━━━ The data ━━━

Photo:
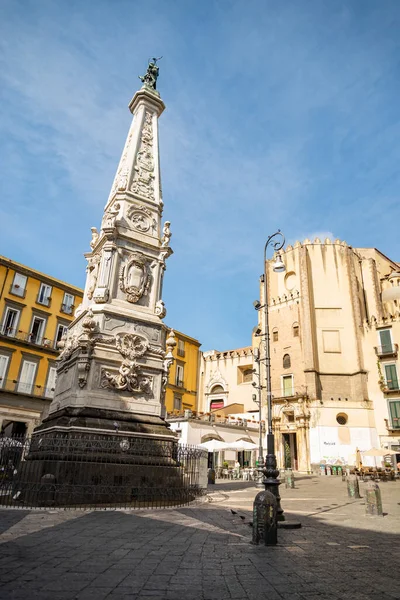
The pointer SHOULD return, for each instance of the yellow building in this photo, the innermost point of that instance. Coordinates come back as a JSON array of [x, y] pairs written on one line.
[[35, 310], [182, 384]]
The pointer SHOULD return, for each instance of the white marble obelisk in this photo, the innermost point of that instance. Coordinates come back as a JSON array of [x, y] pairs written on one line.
[[113, 366]]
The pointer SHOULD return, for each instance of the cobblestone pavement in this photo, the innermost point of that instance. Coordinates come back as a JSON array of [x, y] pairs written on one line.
[[204, 552]]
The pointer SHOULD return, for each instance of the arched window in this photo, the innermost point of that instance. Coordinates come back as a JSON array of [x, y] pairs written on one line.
[[247, 375]]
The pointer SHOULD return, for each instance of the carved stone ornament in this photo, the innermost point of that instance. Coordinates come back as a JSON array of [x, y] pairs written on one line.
[[121, 178], [160, 309], [95, 237], [89, 324], [143, 180], [131, 345], [134, 278], [70, 344], [166, 234], [129, 378], [140, 221], [110, 216], [101, 295]]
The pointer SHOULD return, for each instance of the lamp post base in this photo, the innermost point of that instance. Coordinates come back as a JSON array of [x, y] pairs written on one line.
[[260, 473], [271, 482]]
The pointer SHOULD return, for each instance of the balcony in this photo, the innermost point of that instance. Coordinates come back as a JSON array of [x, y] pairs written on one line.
[[394, 425], [68, 309], [386, 351], [28, 338], [25, 389]]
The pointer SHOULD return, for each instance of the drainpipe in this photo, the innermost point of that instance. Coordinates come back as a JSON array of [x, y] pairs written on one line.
[[4, 282], [364, 296]]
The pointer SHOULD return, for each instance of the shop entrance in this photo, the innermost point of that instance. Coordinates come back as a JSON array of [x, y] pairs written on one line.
[[290, 451]]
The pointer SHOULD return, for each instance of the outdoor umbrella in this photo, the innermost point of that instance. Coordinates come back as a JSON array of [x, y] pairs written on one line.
[[213, 445], [378, 452]]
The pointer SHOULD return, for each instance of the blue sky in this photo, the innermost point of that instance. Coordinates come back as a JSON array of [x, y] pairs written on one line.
[[279, 115]]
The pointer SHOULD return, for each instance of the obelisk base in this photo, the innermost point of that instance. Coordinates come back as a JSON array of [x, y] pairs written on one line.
[[86, 456]]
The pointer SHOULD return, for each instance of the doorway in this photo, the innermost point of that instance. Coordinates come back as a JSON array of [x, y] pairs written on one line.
[[290, 451]]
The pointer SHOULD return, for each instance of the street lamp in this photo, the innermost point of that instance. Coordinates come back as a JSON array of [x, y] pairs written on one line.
[[270, 471]]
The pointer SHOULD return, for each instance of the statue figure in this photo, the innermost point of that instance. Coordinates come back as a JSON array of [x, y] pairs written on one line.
[[95, 237], [151, 75], [111, 216], [92, 270], [166, 234]]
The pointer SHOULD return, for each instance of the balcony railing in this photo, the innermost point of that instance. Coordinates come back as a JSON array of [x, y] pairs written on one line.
[[29, 338], [26, 389], [392, 425], [67, 308], [387, 350]]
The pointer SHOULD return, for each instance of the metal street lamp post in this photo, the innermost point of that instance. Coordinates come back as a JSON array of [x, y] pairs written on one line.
[[270, 470]]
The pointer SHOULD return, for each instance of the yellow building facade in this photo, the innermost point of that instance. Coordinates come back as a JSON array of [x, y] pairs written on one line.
[[181, 393], [35, 310]]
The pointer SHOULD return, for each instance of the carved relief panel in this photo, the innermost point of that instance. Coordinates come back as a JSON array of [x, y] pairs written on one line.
[[134, 278], [143, 180]]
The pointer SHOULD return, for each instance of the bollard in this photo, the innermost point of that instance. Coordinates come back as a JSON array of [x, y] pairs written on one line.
[[211, 476], [353, 490], [289, 479], [265, 525], [373, 504], [47, 490]]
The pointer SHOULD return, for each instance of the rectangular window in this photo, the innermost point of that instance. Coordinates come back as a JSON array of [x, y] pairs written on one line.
[[181, 348], [68, 304], [287, 385], [394, 407], [391, 377], [3, 369], [61, 329], [37, 330], [10, 322], [44, 296], [18, 285], [177, 403], [27, 377], [51, 383], [385, 338], [179, 376]]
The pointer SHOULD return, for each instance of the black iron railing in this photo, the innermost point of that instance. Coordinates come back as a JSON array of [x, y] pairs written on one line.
[[93, 471], [386, 350]]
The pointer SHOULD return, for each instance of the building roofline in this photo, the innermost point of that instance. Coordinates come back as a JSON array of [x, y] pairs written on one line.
[[20, 268], [184, 335], [394, 262]]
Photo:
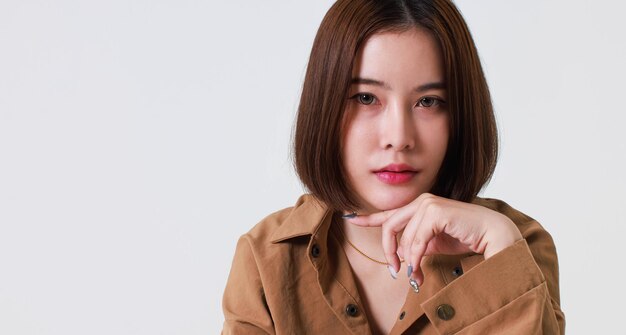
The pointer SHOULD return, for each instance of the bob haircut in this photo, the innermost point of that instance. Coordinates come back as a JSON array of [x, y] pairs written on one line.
[[473, 144]]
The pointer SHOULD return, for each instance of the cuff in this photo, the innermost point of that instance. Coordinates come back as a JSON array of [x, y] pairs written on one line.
[[486, 288]]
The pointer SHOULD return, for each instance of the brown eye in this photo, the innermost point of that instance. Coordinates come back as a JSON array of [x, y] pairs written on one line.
[[365, 99], [428, 102]]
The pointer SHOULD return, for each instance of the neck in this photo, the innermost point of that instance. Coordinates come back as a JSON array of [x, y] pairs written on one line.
[[366, 239]]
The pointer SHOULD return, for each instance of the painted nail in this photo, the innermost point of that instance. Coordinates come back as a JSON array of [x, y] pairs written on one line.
[[394, 274]]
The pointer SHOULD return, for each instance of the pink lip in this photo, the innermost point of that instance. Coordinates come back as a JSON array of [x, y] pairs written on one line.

━━━

## Brief:
Can you put every line of the data above into a numbered list, skipping blank lines and leaving the pictures out of your answer?

## Finished task:
1. Photo:
2. The pointer SHOULD return, for each instance of the yellow building in this photo, the innermost point of that instance. Coordinates come back as a JSON array of [x, y] pairs written on one line.
3. [[35, 310], [182, 384]]
4. The pointer SHOULD return, for each instance of the white marble obelisk in this photo, the innermost point of that instance. Coordinates come back as a JSON array of [x, y] pairs written on one line.
5. [[113, 366]]
6. The pointer SHOULD return, for each instance of the cobblestone pavement in this photo, the innermost point of that instance. Coordinates come back as a JSON array of [x, y] pairs written on one line.
7. [[204, 552]]
8. The pointer SHOULD return, for each instance of the arched window in this photo, the innermost point of that instance. Coordinates come back as a JSON array of [x, y] pairs written on one line.
9. [[247, 375]]
10. The pointer SHOULD return, for each instance of the carved stone ornament in this photo, the innermost point of that instance. Coordinates come back as a JSON array of [x, y] pairs written on one line.
11. [[121, 178], [160, 309], [95, 237], [89, 324], [143, 180], [131, 345], [134, 278], [70, 344], [166, 234], [129, 378], [140, 221], [110, 216], [101, 295]]
12. The pointer SHOULD return, for each instance of the lamp post base in this photo, the innermost point of that instance. Coordinates come back as a JSON array of [x, y] pairs written on one line.
13. [[260, 473], [271, 482]]
14. The pointer SHOULD return, for each instance of the balcony in this photo, the innermost point of that instance. Coordinates come back as a JSON array of [x, y] pairs written on one line.
15. [[394, 425], [68, 309], [386, 351], [28, 338], [25, 389]]
16. The pointer SHOULD return, for each instance of the drainpipe in this photo, the innermost point of that instance. Coordinates come back as a JSON array of [x, y] pairs written on one line.
17. [[4, 282], [364, 296]]
18. The pointer SHOULD return, for each instance of the shop entrance in this photo, the innermost point of that instance. Coordinates come back as a JSON array of [x, y] pairs written on one line.
19. [[290, 451]]
20. The pointer SHOULD return, for each instance of the outdoor umbrella in this photo, the innermost point of that instance. Coordinates come back as a JSON array of [x, y] pairs written on one line.
21. [[213, 445], [378, 452]]
22. The pointer SHOULD return, for each instance of the blue sky in this photo, the innermost point of that instance. Coordinates come back as a JSON array of [x, y] pairs written on one line.
23. [[279, 115]]
24. The pointer SHOULD return, for each instance of the obelisk base in this photo, the innermost point of that instance. Coordinates come back as a JSON array of [x, y] pairs written on one line.
25. [[86, 456]]
26. The pointer SHOULD return, for each instance of the doorway in this photo, the innermost point of that instance. Coordinates come back as a JSON array of [x, y] pairs written on one line.
27. [[290, 451]]
28. The pointer SHOULD return, for each instance of the street lamp in this photo, the innermost point of that instance. Coordinates come back as a JSON array of [x, y] pairs written on one line.
29. [[270, 471]]
30. The pointer SHOULD return, for each instance of the statue figure in this photo, the innermost point of that instance. Coordinates come back as a JSON array of [x, y] pairs written on one line.
31. [[95, 237], [151, 75], [111, 216], [92, 270], [166, 234]]
32. The pointer SHOULD return, for each instance of the balcony railing in this photo, the innermost point of that instance. Coordinates come back as a JSON array of [x, y] pairs written on one line.
33. [[29, 338], [26, 389], [392, 425], [67, 308], [387, 350]]
34. The pointer SHOULD return, for each instance of the metal street lamp post in this photo, the innermost point of that instance. Coordinates come back as a JSON array of [x, y] pairs written on one line.
35. [[270, 470]]
36. The pointer SHOULD return, for each instance of the yellow building facade in this photo, the innermost point of that instance. Coordinates come back as a JSON array of [x, y] pairs written on one line.
37. [[181, 393], [35, 310]]
38. The pointer SHOULD return, for each instance of the carved relief panel in this photo, the innermost point of that instance. Coordinates come back as a JSON array of [x, y] pairs written on one line.
39. [[134, 278], [143, 180]]
40. The pointer SHOULD return, for each instance of the bollard in this photo, the innermost point of that instance. Coordinates come back as a JSON array of [x, y] pairs written on one line.
41. [[211, 476], [353, 490], [289, 479], [265, 525], [373, 504], [47, 490]]
42. The pointer SHOULD return, for each instance of the rectangular window in this photo, the innermost point of that instance. Coordinates come back as a JSON array of [x, y] pairs written on one line.
43. [[181, 348], [68, 304], [287, 385], [394, 407], [391, 377], [3, 369], [61, 329], [37, 330], [10, 322], [44, 296], [18, 285], [177, 403], [27, 377], [51, 383], [385, 338], [179, 376]]
44. The pointer SHOULD return, for each instance of the black iron railing in this photo, the innermost point of that instance. Coordinates come back as a JSON array of [x, y] pairs written on one line.
45. [[93, 471], [386, 350]]
46. The pointer SHOULD return, for each instance of the building roofline in this photo, the innermost point of that instance. Coordinates come back as a JSON array of [x, y] pairs written on one line.
47. [[20, 268], [184, 335], [394, 262]]
48. Photo:
49. The pointer SHOULD return, for each instance of the bob haircut in this photo, the innermost point of that instance. Coordinates come back as a JSON array of [x, y] pairs written on one line.
50. [[473, 144]]
51. The pointer SHOULD return, for each instance of the cuff in this photo, the innermost point of that instance. Coordinates come back as a JSON array of [x, y] pairs written on one line.
52. [[486, 288]]
53. The pointer SHOULD return, for each instance of the brown eye in this photo, the innermost point of that instance. Coordinates come back as a JSON array of [x, y] pairs written on one line.
54. [[365, 99], [428, 102]]
55. The pointer SHOULD return, for each instance of the neck in this photo, the innermost point of that instance. Coordinates come back as a JSON array of [x, y] pairs written on one line.
56. [[366, 239]]
57. The pointer SHOULD return, for each instance of the painted nail in this photo, the innermost point of that instance. Coordinates come back as a JSON array of [x, y] pairs written on one line.
58. [[394, 274]]
59. The pointer SHOULD return, for each instance of the pink lip in this photo, the innermost point of that instance. Coordinates come back as a JSON array of [x, y] pairs written on one line.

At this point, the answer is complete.